* **GIVEN PASSAGE**:

+ + +

The 57-year-old man, taken to Footscray Hospital in Melbourne, presented a swollen abdomen, nausea and extreme pain in his right leg.
Doctors later diagnosed the man with abdominal compartment syndrome.
Bill Flemming, one of the doctor's on this case, told 9Pickle, 'The unusual thing about this case was the cause. Faecal impaction means the bowel was so full that it caused a catastrophic rise in intra-abdominal pressure.
'This led to pressure on abdominal blood vessels, causing the blood supply to the leg to be cut off, and both legs to become swollen.'
While both the man's right and left leg were affected, the right was 'cold' and had no 'palpable distal pulses.'
'There was indeed a risk to the man’s leg,' Dr. Flemming said.
He added, 'He was essentially treated by manually removing over two litres of faeces from his bowel, under a general anaesthetic, as it would be extremely uncomfortable without this.

+ + +

* **SOURCE MATERIAL**:
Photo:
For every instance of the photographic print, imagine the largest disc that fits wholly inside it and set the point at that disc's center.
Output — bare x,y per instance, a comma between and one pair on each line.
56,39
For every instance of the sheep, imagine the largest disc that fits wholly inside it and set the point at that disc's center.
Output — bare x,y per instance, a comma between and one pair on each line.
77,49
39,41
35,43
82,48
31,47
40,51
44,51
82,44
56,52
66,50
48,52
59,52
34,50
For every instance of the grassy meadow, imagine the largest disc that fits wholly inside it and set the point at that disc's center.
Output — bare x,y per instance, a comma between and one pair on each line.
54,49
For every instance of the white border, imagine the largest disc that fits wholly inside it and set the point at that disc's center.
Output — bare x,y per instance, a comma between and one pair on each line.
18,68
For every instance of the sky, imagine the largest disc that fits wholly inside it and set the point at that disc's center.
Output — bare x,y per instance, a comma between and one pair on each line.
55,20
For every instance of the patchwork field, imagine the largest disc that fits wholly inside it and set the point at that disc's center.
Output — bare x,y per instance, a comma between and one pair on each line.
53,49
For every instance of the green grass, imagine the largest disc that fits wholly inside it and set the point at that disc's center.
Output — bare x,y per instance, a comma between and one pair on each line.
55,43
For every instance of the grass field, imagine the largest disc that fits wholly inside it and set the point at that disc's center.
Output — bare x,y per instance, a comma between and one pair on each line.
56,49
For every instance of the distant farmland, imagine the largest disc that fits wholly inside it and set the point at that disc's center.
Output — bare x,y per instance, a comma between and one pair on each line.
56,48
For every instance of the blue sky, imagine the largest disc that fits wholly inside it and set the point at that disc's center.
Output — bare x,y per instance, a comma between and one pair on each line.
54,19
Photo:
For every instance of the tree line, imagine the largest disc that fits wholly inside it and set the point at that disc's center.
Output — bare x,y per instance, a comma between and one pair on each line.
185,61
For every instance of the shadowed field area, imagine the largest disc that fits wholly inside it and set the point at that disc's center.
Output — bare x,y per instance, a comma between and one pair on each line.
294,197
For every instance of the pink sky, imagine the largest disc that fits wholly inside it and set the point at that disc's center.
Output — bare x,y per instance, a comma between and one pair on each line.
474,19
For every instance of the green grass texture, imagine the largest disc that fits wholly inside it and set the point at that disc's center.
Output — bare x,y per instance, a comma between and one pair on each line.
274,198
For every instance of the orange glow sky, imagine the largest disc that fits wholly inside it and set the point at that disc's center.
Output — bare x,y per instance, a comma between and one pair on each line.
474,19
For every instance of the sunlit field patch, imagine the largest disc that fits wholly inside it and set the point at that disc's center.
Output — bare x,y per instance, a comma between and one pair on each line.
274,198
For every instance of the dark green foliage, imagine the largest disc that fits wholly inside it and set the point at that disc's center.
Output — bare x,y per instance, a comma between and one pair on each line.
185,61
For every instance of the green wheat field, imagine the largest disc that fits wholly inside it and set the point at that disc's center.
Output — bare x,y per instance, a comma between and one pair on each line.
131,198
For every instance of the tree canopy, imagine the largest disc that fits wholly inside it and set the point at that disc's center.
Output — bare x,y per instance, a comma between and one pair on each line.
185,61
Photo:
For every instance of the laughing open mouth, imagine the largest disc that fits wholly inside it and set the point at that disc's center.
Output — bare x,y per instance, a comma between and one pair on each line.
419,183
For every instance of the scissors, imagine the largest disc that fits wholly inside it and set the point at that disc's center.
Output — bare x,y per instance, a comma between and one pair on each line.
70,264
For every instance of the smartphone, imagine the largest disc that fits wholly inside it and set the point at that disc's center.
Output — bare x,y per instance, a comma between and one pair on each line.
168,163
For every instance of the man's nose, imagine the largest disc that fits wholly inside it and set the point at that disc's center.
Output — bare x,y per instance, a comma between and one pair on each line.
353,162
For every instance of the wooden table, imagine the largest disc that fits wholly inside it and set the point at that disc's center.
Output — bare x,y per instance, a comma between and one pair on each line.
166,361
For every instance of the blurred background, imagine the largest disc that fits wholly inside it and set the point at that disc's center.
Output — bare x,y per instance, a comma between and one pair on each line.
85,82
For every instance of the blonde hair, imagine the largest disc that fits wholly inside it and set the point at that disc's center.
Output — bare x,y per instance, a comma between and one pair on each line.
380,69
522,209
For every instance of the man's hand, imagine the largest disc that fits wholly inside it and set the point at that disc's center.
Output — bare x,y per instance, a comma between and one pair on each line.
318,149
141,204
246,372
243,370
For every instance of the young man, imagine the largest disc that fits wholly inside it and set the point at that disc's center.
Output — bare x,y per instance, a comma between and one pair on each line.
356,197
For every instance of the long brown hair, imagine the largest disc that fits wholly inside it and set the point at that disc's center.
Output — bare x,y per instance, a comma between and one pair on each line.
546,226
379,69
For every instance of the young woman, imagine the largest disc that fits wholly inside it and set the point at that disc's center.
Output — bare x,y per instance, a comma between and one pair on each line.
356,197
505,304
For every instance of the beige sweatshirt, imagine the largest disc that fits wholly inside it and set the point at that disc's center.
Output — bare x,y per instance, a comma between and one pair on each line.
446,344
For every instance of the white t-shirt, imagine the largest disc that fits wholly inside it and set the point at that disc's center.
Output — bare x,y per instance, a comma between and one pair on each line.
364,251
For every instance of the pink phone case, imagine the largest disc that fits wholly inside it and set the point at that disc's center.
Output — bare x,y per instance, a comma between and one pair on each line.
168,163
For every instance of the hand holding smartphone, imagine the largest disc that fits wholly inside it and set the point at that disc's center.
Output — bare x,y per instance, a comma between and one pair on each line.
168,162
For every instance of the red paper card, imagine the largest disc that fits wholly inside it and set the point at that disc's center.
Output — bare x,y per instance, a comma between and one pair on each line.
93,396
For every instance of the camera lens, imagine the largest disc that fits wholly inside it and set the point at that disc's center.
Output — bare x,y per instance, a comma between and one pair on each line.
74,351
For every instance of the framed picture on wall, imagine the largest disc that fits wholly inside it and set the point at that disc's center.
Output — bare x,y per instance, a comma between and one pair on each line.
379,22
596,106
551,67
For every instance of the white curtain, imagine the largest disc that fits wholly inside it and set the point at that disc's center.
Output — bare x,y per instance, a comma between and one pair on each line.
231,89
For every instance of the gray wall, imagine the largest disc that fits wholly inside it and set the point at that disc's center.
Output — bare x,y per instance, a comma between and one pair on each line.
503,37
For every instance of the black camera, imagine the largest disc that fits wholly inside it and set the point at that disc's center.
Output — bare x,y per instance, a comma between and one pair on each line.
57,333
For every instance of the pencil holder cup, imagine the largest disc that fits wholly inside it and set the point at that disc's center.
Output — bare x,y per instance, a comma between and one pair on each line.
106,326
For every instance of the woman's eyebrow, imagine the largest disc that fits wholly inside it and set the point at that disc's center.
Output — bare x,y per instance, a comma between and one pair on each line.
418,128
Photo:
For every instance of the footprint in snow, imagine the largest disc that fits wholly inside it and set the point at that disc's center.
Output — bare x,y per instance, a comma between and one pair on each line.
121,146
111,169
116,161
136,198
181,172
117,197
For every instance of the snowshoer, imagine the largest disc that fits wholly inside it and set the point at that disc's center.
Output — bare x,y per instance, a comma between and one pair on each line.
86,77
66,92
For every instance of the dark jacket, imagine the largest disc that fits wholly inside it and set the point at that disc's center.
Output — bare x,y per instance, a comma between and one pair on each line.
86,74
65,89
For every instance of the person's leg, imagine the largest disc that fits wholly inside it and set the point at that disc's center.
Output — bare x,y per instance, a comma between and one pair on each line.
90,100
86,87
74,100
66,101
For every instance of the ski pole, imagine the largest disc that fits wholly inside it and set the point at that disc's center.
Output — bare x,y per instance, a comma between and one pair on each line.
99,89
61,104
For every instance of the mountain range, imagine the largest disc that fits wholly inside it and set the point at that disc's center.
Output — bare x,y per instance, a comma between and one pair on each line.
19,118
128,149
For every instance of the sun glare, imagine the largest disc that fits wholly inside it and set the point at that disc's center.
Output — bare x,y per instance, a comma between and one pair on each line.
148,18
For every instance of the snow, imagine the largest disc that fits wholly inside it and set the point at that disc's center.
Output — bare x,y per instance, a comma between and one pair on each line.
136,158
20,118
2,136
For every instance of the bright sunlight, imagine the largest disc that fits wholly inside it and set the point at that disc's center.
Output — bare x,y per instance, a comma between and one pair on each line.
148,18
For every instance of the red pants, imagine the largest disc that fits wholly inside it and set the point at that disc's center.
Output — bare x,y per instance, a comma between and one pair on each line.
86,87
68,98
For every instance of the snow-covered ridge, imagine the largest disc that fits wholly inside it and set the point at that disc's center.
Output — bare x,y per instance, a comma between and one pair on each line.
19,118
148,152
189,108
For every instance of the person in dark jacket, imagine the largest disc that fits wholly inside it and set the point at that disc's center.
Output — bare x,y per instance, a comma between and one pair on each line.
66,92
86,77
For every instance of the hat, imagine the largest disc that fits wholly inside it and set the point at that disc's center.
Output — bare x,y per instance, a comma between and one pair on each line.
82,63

+ + +

* **WHAT YOU SHOULD DO**:
Finish the news article about the 57-year-old man with abdominal compartment syndrome, carrying on from its last sentence. These rows come from a separate source unrelated to the article.

* **RESPONSE AREA**:
'This decreased the pressure enough to restore the circulation to his leg.
'Post decompression he developed kidney failure for a few days - this happens when circulation is restored and lots of proteins are released from the damaged muscles in the leg, which damage the kidneys.'
The man spent four days in the intensive care unit and it took an additional thirteen days for him to be able to walk properly.
He has since recovered, but still experiences bowel issues and requires laxatives to assist with regular bowel movements.